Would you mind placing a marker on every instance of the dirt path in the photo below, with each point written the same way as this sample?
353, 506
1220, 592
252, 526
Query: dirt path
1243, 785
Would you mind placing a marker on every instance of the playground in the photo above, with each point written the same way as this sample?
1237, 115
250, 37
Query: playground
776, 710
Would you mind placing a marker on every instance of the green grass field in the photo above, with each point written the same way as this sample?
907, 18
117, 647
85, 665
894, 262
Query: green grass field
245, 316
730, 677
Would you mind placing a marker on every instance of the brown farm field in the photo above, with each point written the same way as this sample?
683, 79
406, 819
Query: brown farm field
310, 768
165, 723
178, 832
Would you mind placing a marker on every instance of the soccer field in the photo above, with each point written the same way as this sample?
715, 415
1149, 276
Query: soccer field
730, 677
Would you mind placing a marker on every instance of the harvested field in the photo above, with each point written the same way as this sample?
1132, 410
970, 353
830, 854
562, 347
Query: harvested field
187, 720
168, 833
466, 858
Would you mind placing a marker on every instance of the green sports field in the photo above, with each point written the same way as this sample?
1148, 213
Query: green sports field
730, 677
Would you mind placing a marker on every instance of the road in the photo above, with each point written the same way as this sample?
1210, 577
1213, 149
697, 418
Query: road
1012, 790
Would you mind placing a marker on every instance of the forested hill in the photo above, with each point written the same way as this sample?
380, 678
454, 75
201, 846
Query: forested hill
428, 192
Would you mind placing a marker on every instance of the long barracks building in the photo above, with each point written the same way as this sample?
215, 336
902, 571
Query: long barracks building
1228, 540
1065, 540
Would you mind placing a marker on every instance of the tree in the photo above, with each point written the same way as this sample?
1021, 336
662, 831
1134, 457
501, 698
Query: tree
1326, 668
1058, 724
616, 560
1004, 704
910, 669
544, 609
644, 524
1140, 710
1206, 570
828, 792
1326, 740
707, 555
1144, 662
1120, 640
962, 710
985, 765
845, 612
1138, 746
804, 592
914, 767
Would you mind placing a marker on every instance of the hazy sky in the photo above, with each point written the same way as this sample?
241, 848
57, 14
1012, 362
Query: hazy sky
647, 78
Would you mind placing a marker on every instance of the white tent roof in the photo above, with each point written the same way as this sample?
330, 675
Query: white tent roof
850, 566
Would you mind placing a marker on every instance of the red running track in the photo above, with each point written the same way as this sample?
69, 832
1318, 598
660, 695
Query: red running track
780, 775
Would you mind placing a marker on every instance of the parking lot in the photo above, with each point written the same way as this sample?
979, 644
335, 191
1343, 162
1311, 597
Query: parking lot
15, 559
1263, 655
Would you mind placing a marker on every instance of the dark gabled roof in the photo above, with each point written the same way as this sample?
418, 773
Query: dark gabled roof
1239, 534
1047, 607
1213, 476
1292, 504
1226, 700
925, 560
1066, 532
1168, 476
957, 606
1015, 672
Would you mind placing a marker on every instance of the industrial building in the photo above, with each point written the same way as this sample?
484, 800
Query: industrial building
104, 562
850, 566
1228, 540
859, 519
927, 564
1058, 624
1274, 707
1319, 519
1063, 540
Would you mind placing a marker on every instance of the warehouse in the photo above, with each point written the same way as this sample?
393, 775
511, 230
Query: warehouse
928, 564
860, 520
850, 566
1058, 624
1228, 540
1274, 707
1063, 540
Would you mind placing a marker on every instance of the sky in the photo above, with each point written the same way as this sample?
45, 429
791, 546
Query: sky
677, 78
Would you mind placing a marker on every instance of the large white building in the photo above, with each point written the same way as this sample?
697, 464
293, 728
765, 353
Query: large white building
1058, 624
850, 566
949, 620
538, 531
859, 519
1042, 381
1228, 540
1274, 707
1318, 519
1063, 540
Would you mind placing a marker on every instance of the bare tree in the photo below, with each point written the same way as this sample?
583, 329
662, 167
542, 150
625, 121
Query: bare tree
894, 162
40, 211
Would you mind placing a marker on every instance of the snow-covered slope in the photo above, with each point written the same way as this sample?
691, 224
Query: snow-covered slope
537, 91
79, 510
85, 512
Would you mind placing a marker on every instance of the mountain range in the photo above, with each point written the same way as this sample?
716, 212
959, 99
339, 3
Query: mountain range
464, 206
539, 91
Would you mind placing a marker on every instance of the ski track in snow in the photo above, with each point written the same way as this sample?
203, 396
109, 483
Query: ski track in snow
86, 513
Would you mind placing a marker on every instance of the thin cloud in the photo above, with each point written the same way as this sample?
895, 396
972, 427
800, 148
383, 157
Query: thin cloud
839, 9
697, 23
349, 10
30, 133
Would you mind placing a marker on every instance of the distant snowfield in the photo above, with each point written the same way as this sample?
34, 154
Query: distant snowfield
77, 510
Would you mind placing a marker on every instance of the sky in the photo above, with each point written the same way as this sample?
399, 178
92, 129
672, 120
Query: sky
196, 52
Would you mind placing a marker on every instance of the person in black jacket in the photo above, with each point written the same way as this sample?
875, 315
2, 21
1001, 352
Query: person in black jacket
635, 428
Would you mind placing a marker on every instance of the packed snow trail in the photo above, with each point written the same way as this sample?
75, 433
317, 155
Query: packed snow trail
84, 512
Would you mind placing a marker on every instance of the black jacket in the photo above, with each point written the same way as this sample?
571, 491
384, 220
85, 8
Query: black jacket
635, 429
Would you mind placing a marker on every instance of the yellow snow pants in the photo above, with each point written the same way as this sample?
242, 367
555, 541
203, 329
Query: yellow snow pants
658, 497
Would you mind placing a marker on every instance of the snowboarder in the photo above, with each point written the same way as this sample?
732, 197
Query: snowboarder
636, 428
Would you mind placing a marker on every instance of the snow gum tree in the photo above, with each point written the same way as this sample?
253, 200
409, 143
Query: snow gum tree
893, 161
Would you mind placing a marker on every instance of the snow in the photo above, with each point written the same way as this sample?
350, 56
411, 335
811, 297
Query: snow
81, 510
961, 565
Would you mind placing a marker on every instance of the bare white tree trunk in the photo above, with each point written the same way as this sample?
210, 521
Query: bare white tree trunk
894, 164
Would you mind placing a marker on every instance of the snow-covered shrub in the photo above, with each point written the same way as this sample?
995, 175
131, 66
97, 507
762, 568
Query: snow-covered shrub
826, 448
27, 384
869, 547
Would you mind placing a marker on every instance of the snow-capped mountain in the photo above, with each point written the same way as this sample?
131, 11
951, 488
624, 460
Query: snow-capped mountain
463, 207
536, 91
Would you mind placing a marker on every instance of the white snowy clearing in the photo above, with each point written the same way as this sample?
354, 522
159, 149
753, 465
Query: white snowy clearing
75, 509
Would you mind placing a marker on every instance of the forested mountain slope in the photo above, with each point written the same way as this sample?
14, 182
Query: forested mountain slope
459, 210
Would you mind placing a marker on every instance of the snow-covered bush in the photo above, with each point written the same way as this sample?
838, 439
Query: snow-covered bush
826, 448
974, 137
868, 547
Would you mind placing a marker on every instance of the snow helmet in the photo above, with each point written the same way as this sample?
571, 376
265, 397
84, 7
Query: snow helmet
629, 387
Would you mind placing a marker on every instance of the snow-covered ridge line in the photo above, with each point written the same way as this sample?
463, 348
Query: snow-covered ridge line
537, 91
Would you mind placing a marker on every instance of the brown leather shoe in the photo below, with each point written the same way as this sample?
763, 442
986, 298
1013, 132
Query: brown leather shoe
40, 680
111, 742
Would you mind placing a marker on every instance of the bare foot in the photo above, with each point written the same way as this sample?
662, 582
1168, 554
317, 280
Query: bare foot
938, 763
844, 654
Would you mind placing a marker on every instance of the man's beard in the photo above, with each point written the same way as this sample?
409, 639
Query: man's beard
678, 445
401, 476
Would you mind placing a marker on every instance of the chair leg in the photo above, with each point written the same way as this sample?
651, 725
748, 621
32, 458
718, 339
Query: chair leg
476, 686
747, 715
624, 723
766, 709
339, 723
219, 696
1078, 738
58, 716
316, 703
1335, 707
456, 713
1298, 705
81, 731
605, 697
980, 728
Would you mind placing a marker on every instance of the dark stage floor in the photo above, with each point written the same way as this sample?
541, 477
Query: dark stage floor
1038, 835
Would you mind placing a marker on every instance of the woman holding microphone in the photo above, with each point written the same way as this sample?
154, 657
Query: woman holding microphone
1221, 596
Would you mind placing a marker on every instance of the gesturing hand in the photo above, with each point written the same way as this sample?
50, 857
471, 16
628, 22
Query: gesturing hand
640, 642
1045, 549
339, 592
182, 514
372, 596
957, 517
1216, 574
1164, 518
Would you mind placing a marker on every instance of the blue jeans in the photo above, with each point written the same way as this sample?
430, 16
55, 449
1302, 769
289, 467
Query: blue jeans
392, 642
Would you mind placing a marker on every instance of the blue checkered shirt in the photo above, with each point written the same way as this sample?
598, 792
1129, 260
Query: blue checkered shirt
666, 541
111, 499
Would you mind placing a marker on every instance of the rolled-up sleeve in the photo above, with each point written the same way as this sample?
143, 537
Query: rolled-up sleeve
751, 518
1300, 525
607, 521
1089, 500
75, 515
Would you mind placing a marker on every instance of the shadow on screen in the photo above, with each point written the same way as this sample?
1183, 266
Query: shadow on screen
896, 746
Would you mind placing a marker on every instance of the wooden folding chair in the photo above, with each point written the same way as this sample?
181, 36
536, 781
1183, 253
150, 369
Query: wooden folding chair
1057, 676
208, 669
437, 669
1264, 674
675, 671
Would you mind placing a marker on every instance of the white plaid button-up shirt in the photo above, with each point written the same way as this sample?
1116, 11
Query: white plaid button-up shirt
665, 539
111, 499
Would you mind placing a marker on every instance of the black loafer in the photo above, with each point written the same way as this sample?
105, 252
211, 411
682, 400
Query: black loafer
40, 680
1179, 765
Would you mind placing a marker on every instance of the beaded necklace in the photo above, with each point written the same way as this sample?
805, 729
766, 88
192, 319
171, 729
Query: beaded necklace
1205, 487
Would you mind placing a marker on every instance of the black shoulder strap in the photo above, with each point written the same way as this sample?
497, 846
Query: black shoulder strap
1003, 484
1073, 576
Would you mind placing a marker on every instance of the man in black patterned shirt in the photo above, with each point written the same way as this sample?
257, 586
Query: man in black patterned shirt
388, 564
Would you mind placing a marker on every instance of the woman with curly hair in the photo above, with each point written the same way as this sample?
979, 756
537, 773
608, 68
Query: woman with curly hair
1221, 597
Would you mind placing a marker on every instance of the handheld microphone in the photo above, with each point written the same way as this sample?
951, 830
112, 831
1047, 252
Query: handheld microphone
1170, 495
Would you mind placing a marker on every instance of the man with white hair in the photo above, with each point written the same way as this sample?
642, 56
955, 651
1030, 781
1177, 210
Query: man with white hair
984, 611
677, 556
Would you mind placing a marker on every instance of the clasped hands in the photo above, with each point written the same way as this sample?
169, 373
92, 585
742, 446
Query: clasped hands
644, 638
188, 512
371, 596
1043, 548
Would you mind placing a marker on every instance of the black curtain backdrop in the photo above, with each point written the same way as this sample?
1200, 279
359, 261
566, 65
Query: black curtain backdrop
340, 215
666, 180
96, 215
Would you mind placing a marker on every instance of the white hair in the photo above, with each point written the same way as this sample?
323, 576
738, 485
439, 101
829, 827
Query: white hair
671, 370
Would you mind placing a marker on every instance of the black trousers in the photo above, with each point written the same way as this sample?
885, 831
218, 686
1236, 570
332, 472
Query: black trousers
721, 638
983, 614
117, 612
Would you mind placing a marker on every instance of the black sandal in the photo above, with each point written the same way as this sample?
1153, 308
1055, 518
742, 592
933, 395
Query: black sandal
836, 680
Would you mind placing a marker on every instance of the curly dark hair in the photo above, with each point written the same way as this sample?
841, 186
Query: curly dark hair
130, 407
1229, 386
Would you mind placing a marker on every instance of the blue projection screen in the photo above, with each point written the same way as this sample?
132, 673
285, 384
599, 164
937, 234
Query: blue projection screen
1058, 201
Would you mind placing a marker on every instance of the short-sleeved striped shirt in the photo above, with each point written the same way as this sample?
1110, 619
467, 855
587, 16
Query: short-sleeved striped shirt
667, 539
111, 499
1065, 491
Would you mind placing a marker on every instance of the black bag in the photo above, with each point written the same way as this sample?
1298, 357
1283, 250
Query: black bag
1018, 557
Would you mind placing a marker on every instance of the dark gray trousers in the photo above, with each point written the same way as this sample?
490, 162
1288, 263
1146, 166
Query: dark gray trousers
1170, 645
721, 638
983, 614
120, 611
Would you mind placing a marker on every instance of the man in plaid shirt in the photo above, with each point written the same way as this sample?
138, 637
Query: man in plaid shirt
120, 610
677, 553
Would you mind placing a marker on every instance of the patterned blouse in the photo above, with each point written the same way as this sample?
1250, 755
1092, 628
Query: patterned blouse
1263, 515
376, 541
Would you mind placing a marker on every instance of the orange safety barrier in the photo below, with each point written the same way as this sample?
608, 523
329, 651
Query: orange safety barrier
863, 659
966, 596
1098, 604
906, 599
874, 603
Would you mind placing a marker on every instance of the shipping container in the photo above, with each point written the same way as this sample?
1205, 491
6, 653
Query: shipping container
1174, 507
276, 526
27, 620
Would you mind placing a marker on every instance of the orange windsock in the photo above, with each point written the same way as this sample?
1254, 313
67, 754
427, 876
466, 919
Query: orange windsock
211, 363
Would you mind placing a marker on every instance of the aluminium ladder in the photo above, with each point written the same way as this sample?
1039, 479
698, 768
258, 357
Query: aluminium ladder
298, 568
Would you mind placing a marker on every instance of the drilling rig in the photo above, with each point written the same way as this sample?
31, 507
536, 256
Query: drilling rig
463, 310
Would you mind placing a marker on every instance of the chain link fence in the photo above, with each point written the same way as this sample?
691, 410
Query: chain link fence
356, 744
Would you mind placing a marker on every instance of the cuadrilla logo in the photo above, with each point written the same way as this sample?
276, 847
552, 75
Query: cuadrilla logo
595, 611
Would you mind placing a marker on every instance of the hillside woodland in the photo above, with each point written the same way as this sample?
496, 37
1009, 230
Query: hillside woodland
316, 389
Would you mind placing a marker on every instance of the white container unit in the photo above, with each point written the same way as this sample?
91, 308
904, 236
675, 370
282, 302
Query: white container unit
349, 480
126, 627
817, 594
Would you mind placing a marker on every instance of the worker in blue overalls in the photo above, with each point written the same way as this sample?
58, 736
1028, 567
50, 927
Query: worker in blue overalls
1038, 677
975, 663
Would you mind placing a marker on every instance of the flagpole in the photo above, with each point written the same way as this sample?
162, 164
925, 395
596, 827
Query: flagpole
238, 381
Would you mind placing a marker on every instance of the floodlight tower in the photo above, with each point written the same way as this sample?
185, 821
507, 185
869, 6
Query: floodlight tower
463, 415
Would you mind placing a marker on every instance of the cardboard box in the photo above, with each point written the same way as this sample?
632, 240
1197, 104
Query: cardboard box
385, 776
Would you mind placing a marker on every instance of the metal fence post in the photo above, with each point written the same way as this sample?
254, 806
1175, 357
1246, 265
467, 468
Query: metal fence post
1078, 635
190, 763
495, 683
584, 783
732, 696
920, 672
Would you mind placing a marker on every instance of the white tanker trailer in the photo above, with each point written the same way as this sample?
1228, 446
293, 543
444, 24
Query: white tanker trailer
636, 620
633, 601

**TASK**. Your task is to write out the lines from the one with "of the cardboard" through the end of the records, exactly and with nothing added.

**THE ANSWER**.
Would you mind placing a marker on every instance of the cardboard box in the photo above, with each point written the same way as this sample?
632, 240
1197, 104
Query: cardboard box
385, 776
Would you mind placing a marker on every instance of the metal fence post in the photo above, with each point written the same way as this sample?
254, 806
1175, 357
1246, 265
467, 468
Query: metal fence post
1078, 635
190, 763
495, 683
584, 783
732, 696
920, 672
Would you mind placing a marker on every instance of the white tanker trailer in the photo above, with each point written the same way as this sample?
1228, 446
293, 543
444, 24
Query: white tanker trailer
636, 620
633, 601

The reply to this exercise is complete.